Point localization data
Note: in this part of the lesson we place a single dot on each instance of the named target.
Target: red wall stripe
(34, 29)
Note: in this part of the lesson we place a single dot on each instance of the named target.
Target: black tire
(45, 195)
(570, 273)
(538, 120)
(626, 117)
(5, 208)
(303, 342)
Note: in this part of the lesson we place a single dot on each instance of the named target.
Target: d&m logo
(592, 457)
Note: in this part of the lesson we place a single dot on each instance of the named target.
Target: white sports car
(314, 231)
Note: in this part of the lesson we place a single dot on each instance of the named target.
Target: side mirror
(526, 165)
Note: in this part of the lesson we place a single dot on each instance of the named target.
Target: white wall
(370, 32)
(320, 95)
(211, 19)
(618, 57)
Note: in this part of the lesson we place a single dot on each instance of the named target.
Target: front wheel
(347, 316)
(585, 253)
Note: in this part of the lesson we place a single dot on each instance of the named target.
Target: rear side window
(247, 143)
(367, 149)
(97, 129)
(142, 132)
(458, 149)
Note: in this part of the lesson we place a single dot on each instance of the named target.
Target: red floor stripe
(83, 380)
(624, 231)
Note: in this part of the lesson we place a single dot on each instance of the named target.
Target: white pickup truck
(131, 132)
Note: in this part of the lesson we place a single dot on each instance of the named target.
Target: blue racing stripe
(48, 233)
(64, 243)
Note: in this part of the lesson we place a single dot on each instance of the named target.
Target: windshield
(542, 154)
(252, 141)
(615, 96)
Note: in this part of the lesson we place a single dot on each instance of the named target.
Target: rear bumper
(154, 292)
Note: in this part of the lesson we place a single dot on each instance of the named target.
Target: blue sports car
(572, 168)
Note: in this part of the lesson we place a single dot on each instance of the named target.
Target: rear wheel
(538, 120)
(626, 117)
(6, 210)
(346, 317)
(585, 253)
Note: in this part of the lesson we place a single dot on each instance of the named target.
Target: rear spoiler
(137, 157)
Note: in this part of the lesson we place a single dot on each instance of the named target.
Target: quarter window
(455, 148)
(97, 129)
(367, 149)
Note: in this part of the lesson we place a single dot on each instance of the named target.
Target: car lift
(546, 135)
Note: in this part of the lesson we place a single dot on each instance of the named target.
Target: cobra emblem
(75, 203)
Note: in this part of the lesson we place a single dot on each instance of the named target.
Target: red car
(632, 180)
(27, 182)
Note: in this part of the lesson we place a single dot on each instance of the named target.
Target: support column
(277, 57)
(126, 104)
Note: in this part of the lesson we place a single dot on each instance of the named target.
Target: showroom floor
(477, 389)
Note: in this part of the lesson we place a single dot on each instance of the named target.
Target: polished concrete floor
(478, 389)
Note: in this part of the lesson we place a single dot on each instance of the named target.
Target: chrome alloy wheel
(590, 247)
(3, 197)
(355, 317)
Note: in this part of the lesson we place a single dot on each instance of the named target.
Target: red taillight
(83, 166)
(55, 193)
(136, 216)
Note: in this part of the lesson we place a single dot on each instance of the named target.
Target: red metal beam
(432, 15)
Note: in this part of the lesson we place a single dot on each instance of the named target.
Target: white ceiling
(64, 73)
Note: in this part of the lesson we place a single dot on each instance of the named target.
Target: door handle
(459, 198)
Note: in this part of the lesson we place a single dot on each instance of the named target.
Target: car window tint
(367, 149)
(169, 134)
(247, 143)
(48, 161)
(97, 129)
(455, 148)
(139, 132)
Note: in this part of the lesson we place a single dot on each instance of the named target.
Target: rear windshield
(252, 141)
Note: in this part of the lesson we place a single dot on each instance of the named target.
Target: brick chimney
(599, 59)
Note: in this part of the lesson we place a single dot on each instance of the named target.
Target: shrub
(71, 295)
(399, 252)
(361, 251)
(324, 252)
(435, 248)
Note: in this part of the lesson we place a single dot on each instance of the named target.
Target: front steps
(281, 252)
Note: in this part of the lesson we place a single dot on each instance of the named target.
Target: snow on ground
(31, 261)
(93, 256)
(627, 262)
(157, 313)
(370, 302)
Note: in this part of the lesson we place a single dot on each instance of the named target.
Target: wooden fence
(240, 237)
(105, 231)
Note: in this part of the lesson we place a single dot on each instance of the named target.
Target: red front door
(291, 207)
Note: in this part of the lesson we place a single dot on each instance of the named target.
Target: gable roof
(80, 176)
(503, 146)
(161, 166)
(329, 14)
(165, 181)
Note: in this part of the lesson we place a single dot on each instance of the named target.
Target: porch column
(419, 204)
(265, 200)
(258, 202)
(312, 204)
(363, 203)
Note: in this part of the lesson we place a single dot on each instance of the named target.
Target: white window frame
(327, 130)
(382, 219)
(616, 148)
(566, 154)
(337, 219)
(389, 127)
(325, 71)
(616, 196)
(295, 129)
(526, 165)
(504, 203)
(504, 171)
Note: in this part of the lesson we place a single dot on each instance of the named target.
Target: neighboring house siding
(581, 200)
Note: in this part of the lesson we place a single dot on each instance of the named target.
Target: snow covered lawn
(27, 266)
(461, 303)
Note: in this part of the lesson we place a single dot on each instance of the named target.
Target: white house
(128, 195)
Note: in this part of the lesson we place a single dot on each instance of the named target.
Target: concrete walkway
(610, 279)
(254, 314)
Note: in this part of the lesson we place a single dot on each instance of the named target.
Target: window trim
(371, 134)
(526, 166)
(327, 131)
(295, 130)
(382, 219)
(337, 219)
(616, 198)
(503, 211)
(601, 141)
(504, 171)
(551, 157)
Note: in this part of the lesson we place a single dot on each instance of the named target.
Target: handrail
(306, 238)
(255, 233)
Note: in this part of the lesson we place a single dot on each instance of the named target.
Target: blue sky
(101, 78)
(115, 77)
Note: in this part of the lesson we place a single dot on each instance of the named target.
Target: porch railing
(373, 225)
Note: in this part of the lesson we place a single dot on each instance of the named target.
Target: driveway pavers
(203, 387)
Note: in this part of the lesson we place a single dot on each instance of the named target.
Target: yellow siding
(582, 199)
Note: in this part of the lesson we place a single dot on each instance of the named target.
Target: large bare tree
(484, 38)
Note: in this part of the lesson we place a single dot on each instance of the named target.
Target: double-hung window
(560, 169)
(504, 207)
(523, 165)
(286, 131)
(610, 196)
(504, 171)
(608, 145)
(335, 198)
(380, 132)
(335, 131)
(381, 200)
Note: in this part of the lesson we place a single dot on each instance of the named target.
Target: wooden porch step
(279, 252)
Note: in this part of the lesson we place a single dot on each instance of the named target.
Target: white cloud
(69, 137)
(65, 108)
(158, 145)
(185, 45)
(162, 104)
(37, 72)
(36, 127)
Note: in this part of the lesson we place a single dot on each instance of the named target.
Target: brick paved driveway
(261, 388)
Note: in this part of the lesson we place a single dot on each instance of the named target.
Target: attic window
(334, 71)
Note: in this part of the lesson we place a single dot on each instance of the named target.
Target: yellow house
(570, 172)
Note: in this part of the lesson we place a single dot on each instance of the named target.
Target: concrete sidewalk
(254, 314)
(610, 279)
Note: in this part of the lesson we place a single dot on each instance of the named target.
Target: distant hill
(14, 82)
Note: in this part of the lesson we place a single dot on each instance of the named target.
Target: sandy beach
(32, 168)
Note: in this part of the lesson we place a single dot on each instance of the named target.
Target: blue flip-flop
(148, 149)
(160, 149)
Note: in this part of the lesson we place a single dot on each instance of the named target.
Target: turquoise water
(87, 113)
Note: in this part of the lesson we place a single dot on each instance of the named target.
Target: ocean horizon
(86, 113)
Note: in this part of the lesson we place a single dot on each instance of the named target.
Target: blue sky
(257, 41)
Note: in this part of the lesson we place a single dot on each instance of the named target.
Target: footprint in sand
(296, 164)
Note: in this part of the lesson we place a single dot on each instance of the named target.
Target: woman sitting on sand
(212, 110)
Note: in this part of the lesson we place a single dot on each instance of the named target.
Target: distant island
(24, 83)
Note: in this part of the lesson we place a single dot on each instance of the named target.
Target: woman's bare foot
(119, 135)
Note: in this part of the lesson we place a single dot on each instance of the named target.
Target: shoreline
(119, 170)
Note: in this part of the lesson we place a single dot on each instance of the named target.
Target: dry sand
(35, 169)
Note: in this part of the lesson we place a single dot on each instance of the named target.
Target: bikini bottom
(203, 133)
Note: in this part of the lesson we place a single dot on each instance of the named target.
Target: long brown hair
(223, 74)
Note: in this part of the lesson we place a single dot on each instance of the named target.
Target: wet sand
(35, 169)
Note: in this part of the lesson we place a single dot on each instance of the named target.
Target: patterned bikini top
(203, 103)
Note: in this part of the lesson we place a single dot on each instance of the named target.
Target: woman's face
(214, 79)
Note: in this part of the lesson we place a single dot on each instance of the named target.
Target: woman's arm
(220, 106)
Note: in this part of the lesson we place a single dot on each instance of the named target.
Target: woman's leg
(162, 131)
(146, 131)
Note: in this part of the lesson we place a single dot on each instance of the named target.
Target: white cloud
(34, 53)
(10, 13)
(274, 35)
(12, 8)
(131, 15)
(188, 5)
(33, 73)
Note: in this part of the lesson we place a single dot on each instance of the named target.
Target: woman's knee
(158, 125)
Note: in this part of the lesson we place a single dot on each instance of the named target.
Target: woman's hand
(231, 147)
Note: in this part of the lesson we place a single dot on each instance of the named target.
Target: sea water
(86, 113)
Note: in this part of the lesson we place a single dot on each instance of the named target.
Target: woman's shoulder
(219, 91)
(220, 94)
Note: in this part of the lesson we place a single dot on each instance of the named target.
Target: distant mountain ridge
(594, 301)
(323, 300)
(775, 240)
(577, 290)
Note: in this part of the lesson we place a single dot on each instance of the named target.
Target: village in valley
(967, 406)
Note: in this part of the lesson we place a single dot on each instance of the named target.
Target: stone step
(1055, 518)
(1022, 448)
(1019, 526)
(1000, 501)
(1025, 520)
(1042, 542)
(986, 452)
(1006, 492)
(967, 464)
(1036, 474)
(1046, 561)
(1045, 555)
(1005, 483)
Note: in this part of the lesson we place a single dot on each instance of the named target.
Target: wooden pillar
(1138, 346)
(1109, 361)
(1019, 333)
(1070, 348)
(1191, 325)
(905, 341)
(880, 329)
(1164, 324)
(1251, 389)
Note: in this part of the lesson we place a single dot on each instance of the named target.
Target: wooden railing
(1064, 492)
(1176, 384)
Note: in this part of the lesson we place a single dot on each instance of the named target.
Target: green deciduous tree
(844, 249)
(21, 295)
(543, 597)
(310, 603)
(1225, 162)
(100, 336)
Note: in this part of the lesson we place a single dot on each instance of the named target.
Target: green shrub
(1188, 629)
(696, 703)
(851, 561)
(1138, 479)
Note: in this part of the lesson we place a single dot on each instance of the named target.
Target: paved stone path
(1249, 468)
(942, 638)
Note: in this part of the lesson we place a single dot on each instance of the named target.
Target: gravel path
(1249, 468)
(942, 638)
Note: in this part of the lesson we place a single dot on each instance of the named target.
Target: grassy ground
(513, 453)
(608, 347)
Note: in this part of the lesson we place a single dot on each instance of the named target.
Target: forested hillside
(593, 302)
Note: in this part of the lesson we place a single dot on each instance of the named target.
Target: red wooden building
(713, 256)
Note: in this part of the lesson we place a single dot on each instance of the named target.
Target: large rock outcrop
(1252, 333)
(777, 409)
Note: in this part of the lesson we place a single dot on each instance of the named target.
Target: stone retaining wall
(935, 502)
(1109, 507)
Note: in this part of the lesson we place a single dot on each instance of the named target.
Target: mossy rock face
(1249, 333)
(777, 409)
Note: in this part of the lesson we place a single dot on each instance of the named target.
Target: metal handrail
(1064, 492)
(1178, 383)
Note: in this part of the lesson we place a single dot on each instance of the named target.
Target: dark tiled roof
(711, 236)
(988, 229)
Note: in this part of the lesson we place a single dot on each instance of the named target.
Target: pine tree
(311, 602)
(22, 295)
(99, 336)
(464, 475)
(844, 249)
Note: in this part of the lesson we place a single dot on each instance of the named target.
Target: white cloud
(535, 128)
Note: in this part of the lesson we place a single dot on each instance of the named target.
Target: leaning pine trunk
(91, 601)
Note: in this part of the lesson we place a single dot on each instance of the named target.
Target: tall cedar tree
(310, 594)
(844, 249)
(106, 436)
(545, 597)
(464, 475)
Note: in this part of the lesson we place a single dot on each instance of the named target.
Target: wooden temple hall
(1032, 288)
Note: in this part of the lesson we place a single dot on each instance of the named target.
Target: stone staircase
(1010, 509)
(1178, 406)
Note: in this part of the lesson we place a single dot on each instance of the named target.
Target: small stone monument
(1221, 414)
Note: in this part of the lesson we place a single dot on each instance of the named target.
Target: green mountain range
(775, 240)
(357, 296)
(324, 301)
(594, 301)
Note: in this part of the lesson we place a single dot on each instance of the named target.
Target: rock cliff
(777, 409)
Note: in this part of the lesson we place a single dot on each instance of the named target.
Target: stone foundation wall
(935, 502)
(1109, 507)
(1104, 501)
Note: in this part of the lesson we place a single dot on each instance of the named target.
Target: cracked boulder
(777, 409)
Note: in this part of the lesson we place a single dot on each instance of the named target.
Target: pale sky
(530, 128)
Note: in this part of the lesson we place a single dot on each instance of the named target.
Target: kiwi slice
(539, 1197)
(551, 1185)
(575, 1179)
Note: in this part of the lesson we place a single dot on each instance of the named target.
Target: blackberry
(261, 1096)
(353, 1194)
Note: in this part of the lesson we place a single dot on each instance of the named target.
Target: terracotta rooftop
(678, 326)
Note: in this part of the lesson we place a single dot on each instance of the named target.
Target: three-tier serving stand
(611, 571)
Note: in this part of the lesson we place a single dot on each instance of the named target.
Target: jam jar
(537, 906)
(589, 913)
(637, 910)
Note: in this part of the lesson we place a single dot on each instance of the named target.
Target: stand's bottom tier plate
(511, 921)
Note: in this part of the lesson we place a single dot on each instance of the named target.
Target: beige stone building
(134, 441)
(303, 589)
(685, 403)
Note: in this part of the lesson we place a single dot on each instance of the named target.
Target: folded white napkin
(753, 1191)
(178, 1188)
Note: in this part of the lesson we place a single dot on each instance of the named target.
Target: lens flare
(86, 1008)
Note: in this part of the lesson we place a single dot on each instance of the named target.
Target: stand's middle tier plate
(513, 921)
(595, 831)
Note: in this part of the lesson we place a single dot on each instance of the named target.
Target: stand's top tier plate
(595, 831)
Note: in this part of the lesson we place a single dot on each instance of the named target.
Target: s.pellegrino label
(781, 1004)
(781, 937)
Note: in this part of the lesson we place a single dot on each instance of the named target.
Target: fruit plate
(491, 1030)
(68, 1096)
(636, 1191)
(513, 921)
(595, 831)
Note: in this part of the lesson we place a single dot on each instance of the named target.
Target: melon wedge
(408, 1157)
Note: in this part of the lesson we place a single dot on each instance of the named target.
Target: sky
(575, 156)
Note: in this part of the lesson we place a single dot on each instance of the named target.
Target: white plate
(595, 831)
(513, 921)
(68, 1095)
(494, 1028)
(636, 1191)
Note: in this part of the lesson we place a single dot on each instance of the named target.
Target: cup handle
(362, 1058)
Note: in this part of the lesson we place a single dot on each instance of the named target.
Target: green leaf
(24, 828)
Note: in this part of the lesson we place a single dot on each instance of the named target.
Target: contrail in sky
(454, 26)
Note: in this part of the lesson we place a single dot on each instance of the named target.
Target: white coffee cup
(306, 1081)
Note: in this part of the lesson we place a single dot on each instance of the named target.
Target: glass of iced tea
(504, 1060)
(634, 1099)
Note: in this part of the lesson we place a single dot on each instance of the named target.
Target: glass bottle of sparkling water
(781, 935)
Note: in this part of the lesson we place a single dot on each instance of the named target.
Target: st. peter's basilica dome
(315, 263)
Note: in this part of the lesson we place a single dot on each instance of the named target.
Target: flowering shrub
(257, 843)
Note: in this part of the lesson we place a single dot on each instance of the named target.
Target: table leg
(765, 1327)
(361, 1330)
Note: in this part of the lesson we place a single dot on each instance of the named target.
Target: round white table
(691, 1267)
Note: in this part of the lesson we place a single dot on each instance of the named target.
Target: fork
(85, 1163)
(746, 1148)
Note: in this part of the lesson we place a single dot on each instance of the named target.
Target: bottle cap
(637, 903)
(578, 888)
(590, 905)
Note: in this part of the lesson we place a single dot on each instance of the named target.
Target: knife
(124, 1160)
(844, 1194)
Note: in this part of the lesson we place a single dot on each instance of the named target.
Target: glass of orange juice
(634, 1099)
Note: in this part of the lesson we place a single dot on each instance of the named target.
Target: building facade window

WHAT THE EXERCISE ASKS:
Retype nothing except the lines from the line holding "Target: table leg" through the last line of the entries, both included.

ANSWER TO THIS PROBLEM:
Target: table leg
(765, 1327)
(361, 1330)
Note: in this part of the lesson we place a single dot on each instance of the named target.
Target: round white table
(691, 1267)
Note: in this part of the lesson we place a single dot on each instance of the named target.
Target: fork
(85, 1163)
(746, 1148)
Note: in this part of the lesson we place a single dot on each instance of the named target.
Target: bottle cap
(637, 903)
(578, 888)
(590, 905)
Note: in this part of the lesson we place a single dot on each instance of the named target.
Target: knife
(124, 1160)
(844, 1194)
Note: in this part of the lesson we place a single dot on each instance of the named target.
Target: glass of orange juice
(634, 1099)
Note: in this part of the lesson we place a single dot on each instance of the named target.
Target: building facade window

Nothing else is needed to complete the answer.